On 23 August 1973, Jan-Erik Olsson walked into a bank on Norrmalmstorg square in Stockholm, Sweden, just after opening. He was disguised with a dark wig and toy glasses and spoke English to make it difficult to be identified.
The 32-year-old escaped convict, a thief and safecracker, carried a loaded submachine gun under a folded jacket. He fired into the ceiling, shouting “The party has just begun!”
Olsson took four hostages from the Sveriges Kreditbank staff, three women that he selected and a man who had hidden in the bank vault that would become their home that week. The six-day siege was “one of the longest such episodes on record.” News organizations reportedly camped outside the bank.
Late on 29 August, policemen flooded the bank vault with tear gas after they had drilled holes into its ceiling. Concurrently, three police officers waited outside the vault entrance and directed Olsson to open the interior door.
Olsson complied as fast as he could. Disarmed at last, he listened to the police shout from above and through the crack, “Hostages first! Hostages first!” But there was no movement in the vault. The hostages kept their ground, rejecting rescue. Defiantly, Kristin shouted back, “No, Jan and Clark go first—you’ll gun them down if we do!”
With that defense of the criminals, the hostages demonstrated an allegience to their captors that would eventually be dubbed “Stockholm syndrome.”
It wasn’t the first time.
During negotiations, Prime Minister Olof Palme became directly involved. In a phone call, bank employee and hostage Kristin Ehnmark told the PM:
I think you are sitting there playing chequers with our lives. I fully trust Clark and the robber. I am not desperate. They haven’t done a thing to us. On the contrary, they have been very nice. But you know, Olof, what I’m scared of is that the police will attack and cause us to die.
Olsson had allowed Elisabeth Oldgren to leave the vault and wander around the bank because she was claustrophobic. She called the gesture “very kind” even though Olsson had placed a rope around her neck.
Swedish psychiatrist and criminologist Nils Bejerot called this bond between hostage-and-captor the Norrmalmstorg syndrome, reflecting where the bank was located. Outside of Sweden, it became known as Stockholm syndrome.
Psychiatrist Dr. Frank Ochberg reportedly defined Stockholm syndrome for the FBI and Scotland Yard. Although not included in the American Psychiatric Association Diagnostic and Statistical Manual of Mental Disorders, psychologists “believe that the bond is initially created when a captor threatens a captive’s life, deliberates, and then chooses not to kill the captive.”

» Exercise prompt
In the account of the Norrmalmstorg bank siege, rewrite the paragraph beginning "Olsson took four hostages" as a short bulleted list that keeps its main facts.

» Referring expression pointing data
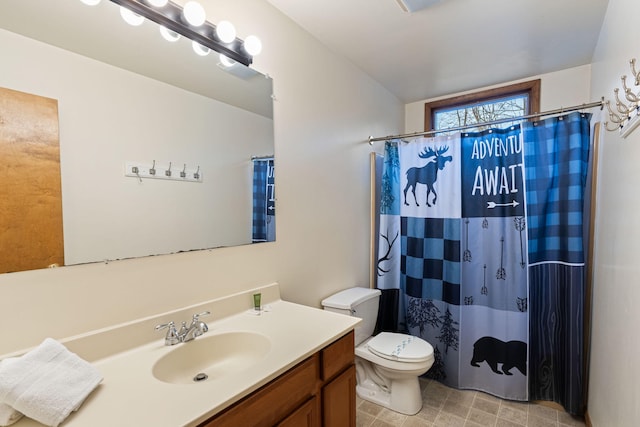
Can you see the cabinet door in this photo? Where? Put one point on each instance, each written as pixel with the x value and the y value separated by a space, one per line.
pixel 273 402
pixel 339 400
pixel 307 415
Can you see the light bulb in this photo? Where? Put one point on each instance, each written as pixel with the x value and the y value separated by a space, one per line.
pixel 194 13
pixel 227 62
pixel 226 31
pixel 158 3
pixel 169 35
pixel 130 17
pixel 199 49
pixel 253 45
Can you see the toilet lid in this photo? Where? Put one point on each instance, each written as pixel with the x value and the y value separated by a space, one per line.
pixel 401 347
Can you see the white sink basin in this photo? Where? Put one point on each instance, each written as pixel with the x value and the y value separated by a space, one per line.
pixel 209 357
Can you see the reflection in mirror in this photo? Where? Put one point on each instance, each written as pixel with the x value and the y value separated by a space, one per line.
pixel 126 95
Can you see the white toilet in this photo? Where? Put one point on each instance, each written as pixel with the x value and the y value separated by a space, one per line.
pixel 387 365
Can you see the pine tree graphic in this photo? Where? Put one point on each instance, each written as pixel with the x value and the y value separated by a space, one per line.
pixel 422 312
pixel 448 332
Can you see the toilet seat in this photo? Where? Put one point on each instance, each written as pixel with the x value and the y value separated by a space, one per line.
pixel 400 347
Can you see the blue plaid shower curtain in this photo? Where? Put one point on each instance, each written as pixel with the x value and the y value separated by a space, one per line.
pixel 471 229
pixel 264 207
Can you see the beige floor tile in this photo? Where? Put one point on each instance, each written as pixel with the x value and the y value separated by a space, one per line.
pixel 448 420
pixel 566 419
pixel 535 421
pixel 481 417
pixel 488 406
pixel 363 419
pixel 516 416
pixel 543 412
pixel 447 407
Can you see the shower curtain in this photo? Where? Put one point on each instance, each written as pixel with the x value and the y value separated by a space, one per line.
pixel 473 231
pixel 264 209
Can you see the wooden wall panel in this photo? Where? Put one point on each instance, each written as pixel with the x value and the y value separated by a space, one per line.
pixel 30 188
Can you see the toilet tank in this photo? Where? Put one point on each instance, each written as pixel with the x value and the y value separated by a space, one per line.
pixel 358 302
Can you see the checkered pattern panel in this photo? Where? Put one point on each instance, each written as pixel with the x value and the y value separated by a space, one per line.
pixel 556 157
pixel 430 262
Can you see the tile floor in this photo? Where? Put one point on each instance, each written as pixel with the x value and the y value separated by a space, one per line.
pixel 444 406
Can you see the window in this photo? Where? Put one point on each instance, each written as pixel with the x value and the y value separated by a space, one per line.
pixel 505 102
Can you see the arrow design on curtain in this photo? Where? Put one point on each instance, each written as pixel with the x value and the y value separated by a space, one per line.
pixel 492 205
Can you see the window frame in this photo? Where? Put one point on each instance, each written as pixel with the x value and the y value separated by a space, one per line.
pixel 531 88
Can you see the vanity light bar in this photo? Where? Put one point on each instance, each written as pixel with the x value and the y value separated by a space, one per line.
pixel 170 16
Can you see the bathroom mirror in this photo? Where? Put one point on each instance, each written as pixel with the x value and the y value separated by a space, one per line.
pixel 125 95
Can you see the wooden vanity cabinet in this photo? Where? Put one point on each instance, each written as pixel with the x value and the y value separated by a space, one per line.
pixel 319 391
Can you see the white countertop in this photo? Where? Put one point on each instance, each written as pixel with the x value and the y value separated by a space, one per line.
pixel 130 395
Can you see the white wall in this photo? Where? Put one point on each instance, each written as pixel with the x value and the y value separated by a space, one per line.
pixel 108 116
pixel 614 388
pixel 563 88
pixel 325 108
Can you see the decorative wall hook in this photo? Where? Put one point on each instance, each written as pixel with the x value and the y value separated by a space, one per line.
pixel 636 74
pixel 142 170
pixel 626 116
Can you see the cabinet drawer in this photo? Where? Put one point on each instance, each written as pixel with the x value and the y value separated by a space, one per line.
pixel 274 401
pixel 337 356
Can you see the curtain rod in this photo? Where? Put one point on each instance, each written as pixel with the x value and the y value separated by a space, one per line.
pixel 493 122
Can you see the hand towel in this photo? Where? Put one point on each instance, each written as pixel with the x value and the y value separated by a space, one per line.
pixel 47 383
pixel 8 415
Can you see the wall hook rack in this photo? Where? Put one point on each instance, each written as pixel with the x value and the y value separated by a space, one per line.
pixel 142 170
pixel 625 117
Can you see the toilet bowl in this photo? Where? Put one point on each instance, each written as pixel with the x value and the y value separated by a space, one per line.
pixel 387 365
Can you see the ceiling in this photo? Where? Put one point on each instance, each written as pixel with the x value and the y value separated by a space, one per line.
pixel 452 46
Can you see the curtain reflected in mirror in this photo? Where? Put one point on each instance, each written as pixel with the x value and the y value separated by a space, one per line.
pixel 264 201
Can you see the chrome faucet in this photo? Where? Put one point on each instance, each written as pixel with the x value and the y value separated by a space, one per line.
pixel 186 333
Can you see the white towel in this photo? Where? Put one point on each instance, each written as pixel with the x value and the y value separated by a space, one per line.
pixel 47 383
pixel 8 415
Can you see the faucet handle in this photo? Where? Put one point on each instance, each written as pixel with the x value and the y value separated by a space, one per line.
pixel 204 313
pixel 172 337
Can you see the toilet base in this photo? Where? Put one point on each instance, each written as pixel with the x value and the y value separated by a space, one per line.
pixel 406 397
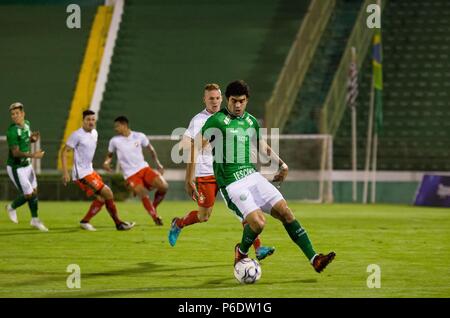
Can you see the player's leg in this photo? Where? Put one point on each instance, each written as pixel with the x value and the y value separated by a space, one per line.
pixel 108 196
pixel 25 179
pixel 95 183
pixel 240 200
pixel 161 186
pixel 142 193
pixel 255 224
pixel 261 251
pixel 207 195
pixel 297 233
pixel 18 201
pixel 95 207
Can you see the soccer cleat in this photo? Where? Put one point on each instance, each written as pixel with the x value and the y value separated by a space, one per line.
pixel 125 226
pixel 35 222
pixel 12 214
pixel 87 226
pixel 263 251
pixel 158 220
pixel 238 255
pixel 174 232
pixel 321 261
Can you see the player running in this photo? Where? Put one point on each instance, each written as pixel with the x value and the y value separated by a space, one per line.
pixel 247 192
pixel 204 188
pixel 18 166
pixel 84 142
pixel 136 171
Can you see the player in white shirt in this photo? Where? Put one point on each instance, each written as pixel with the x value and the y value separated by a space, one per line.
pixel 84 142
pixel 204 188
pixel 139 176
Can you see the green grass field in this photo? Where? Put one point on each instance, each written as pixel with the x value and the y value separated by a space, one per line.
pixel 411 245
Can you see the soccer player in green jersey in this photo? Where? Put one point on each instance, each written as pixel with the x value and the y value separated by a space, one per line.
pixel 232 132
pixel 19 167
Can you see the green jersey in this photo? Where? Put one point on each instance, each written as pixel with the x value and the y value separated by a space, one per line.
pixel 20 137
pixel 234 140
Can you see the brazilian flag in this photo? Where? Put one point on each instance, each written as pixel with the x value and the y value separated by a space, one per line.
pixel 378 80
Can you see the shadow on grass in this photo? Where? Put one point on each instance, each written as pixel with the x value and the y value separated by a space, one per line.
pixel 214 284
pixel 146 268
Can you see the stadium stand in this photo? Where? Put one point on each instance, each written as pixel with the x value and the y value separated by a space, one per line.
pixel 40 61
pixel 416 104
pixel 304 116
pixel 213 41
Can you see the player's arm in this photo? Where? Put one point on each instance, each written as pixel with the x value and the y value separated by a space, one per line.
pixel 38 154
pixel 65 171
pixel 107 162
pixel 189 182
pixel 154 155
pixel 34 136
pixel 195 146
pixel 283 168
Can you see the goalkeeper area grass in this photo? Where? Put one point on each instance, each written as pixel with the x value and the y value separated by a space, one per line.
pixel 411 246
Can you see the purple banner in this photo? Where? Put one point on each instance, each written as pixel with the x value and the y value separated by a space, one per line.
pixel 434 191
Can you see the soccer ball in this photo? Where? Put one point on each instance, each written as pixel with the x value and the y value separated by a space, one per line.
pixel 247 271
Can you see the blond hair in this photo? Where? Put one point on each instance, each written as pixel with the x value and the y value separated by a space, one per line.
pixel 212 87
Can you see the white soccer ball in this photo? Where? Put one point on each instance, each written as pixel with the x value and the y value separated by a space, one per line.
pixel 247 271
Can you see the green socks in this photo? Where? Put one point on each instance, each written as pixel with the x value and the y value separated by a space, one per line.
pixel 248 236
pixel 33 205
pixel 18 202
pixel 299 236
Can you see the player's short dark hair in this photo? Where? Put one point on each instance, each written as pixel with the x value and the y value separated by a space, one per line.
pixel 16 105
pixel 237 88
pixel 88 113
pixel 121 119
pixel 212 87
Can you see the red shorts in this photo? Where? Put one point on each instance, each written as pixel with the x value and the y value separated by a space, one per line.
pixel 207 189
pixel 91 184
pixel 144 177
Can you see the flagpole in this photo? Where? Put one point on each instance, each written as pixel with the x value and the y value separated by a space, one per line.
pixel 354 138
pixel 378 116
pixel 368 145
pixel 374 166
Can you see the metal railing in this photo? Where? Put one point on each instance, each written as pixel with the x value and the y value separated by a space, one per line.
pixel 297 62
pixel 335 105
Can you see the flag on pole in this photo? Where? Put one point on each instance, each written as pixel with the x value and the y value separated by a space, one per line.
pixel 352 83
pixel 378 80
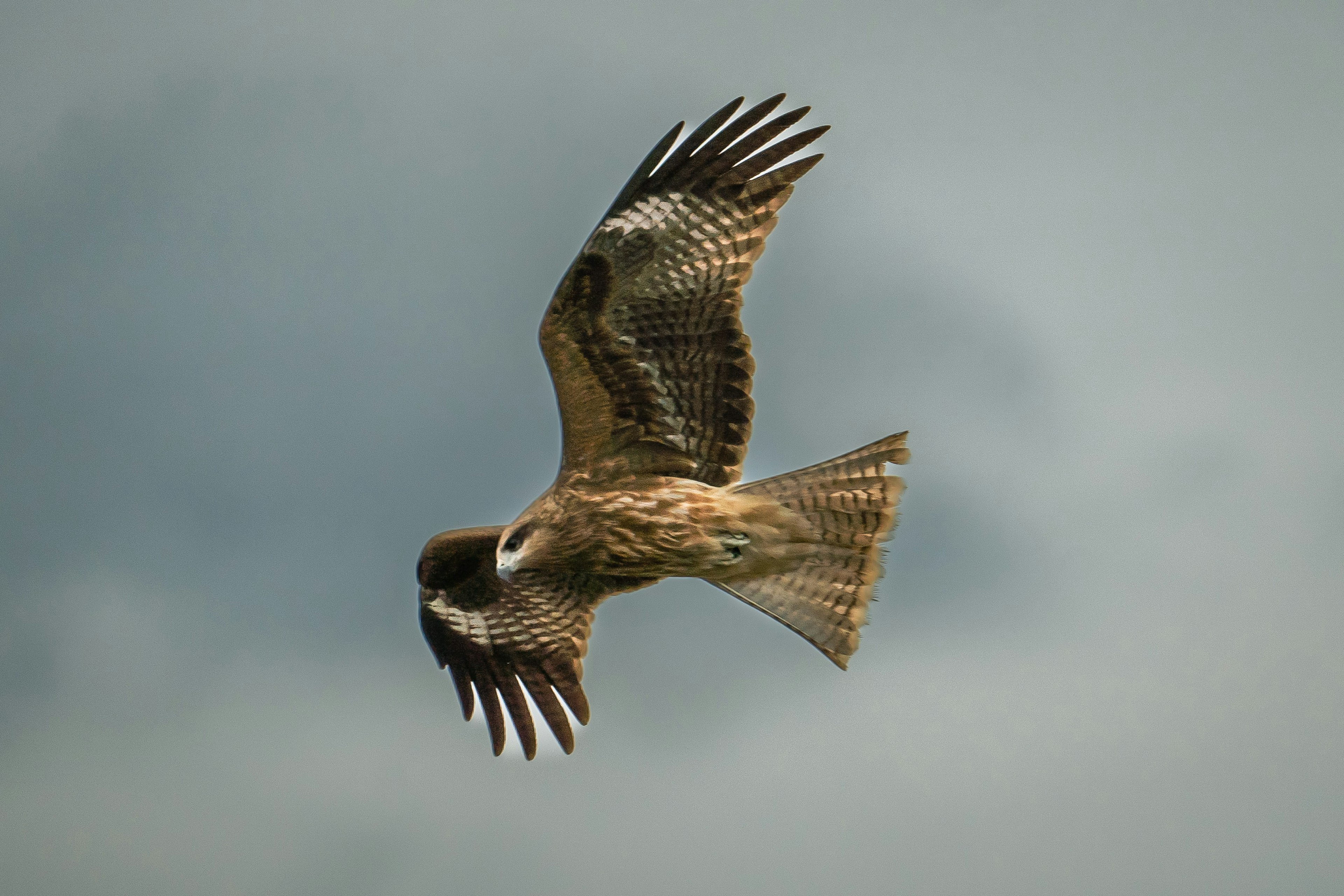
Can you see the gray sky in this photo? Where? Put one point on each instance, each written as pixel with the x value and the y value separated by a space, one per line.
pixel 271 280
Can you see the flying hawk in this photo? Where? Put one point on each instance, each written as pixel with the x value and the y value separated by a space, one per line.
pixel 654 378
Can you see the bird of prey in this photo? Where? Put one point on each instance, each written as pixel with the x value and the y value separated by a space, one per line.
pixel 654 379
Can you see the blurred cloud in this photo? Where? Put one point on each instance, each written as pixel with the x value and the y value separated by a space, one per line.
pixel 272 277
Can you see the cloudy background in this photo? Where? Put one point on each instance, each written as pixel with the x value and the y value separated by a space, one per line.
pixel 271 276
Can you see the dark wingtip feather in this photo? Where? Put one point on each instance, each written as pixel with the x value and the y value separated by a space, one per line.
pixel 672 164
pixel 644 170
pixel 550 707
pixel 463 683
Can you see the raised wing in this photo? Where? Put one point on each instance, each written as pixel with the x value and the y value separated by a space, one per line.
pixel 494 635
pixel 651 367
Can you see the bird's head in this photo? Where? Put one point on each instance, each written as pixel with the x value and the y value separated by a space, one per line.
pixel 522 546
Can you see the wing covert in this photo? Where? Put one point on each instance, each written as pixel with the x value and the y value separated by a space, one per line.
pixel 496 635
pixel 643 338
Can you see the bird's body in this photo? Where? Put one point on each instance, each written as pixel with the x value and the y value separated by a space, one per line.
pixel 662 527
pixel 652 374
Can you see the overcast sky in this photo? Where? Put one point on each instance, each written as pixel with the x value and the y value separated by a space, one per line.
pixel 271 276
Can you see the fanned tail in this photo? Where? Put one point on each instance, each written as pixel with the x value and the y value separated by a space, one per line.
pixel 853 504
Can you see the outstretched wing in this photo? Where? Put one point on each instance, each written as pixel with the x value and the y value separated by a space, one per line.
pixel 651 367
pixel 494 635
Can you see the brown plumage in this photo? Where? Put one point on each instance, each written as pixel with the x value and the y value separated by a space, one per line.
pixel 654 378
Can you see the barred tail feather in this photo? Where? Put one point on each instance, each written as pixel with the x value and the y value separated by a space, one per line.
pixel 853 504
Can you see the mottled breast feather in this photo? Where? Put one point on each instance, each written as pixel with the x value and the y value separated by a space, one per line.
pixel 643 338
pixel 494 635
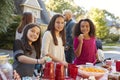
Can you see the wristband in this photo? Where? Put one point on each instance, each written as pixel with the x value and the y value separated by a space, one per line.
pixel 37 61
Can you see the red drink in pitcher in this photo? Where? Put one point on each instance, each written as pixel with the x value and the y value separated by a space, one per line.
pixel 118 65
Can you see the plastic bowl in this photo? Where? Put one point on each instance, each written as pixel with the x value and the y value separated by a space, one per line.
pixel 85 71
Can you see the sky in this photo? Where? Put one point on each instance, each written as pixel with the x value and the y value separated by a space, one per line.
pixel 111 6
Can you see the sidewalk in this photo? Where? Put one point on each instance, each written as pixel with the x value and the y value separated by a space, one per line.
pixel 108 54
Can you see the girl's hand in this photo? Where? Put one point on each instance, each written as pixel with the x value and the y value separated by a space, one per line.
pixel 80 38
pixel 16 76
pixel 64 63
pixel 41 61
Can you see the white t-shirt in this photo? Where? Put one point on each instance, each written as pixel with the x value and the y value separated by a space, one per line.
pixel 48 46
pixel 18 35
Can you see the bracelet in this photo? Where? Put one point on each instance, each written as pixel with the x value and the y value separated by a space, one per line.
pixel 37 61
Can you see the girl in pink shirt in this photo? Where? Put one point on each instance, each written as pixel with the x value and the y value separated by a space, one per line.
pixel 84 42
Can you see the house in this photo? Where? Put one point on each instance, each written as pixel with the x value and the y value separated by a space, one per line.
pixel 38 9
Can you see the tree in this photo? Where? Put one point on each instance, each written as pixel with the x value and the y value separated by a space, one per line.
pixel 6 11
pixel 60 5
pixel 99 19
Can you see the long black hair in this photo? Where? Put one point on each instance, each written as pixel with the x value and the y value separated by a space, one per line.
pixel 51 27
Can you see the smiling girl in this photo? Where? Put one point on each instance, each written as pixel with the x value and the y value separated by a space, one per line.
pixel 27 51
pixel 84 42
pixel 53 41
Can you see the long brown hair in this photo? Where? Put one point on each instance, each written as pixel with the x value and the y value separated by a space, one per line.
pixel 51 27
pixel 36 44
pixel 26 19
pixel 77 30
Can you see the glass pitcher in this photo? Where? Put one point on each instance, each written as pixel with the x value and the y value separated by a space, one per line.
pixel 6 70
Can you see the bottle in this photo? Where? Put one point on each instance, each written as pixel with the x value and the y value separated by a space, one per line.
pixel 6 70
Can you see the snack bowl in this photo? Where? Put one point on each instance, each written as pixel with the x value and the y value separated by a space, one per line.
pixel 85 71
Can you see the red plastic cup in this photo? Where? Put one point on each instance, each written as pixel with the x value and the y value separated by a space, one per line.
pixel 49 73
pixel 118 65
pixel 49 65
pixel 59 72
pixel 72 71
pixel 109 62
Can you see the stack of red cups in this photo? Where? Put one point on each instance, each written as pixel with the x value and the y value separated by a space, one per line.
pixel 59 72
pixel 49 71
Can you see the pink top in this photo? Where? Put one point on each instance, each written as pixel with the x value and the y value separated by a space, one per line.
pixel 88 52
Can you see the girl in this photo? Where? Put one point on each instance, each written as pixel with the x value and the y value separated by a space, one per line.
pixel 84 42
pixel 27 51
pixel 27 18
pixel 53 41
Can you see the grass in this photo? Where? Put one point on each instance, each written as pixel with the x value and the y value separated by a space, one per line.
pixel 112 44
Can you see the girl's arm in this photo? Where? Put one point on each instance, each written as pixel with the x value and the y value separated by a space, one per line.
pixel 57 60
pixel 28 60
pixel 78 50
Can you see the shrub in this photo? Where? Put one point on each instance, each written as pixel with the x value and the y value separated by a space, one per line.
pixel 114 37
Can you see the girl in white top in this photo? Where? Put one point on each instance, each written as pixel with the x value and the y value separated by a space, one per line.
pixel 27 18
pixel 54 40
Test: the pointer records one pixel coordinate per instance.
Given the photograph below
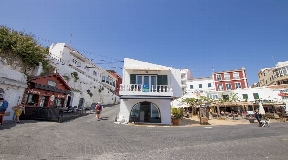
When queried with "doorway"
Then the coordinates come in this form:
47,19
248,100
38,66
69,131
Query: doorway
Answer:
146,112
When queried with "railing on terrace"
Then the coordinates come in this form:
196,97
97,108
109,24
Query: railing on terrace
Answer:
146,88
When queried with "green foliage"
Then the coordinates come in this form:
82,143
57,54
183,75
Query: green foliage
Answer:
198,101
66,78
176,113
24,46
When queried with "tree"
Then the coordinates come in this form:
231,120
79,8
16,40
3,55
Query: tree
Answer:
16,45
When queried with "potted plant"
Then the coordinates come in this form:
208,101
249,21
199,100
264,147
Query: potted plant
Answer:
176,115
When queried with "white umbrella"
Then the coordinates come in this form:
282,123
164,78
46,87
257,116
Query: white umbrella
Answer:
261,108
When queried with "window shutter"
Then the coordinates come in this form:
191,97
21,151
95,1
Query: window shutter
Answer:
162,80
132,78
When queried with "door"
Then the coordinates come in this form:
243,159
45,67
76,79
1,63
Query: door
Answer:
145,111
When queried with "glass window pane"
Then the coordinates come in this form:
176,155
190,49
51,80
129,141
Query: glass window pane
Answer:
154,111
139,80
146,80
136,110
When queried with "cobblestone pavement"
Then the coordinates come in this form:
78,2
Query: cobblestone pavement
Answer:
88,139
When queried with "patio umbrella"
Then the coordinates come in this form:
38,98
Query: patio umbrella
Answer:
261,108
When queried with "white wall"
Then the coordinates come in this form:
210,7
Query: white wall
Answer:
174,75
204,83
61,58
164,106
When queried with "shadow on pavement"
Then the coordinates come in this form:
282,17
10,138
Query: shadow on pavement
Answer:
104,118
8,124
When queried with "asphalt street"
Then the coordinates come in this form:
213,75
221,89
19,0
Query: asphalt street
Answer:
88,139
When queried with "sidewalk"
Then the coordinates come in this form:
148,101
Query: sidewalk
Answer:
194,121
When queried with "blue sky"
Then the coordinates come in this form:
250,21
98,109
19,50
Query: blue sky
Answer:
194,34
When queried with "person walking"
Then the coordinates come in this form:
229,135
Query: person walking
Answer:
18,111
3,104
3,107
98,110
258,117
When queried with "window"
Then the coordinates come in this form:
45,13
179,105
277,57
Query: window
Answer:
245,96
191,86
237,85
226,76
218,77
209,85
103,78
236,75
256,95
228,86
225,97
220,87
51,83
31,99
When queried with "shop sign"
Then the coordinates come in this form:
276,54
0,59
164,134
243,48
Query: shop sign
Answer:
33,92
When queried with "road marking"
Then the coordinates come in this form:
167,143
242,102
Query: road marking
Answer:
207,127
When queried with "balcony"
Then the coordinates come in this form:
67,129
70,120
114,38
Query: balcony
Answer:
151,90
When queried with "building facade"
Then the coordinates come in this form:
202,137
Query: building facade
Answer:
186,74
230,79
118,81
89,83
146,92
280,73
266,77
12,85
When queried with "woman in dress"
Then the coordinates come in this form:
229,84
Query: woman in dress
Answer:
18,111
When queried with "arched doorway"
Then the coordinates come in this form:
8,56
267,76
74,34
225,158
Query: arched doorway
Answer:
146,112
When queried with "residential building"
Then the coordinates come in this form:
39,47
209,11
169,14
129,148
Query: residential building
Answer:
12,85
89,82
118,81
146,92
266,77
230,79
186,74
280,73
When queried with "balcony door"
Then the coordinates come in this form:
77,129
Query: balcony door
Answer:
148,82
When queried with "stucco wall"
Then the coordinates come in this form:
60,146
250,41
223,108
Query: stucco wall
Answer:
164,106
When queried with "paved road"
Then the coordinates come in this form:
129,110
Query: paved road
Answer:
86,138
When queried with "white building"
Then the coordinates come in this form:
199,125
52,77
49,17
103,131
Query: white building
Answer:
146,92
256,94
186,74
89,82
12,85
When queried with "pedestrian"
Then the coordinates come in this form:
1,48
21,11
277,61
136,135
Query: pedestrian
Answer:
98,110
3,104
258,117
18,111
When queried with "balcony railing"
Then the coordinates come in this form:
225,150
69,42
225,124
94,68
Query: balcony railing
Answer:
146,88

» Written response
- Olsson took four Sveriges Kreditbank staff members hostage: three women he chose and a man who had hidden in the bank vault.
- The vault became the hostages' home that week.
- The six-day siege was "one of the longest such episodes on record."
- News organizations reportedly camped outside the bank.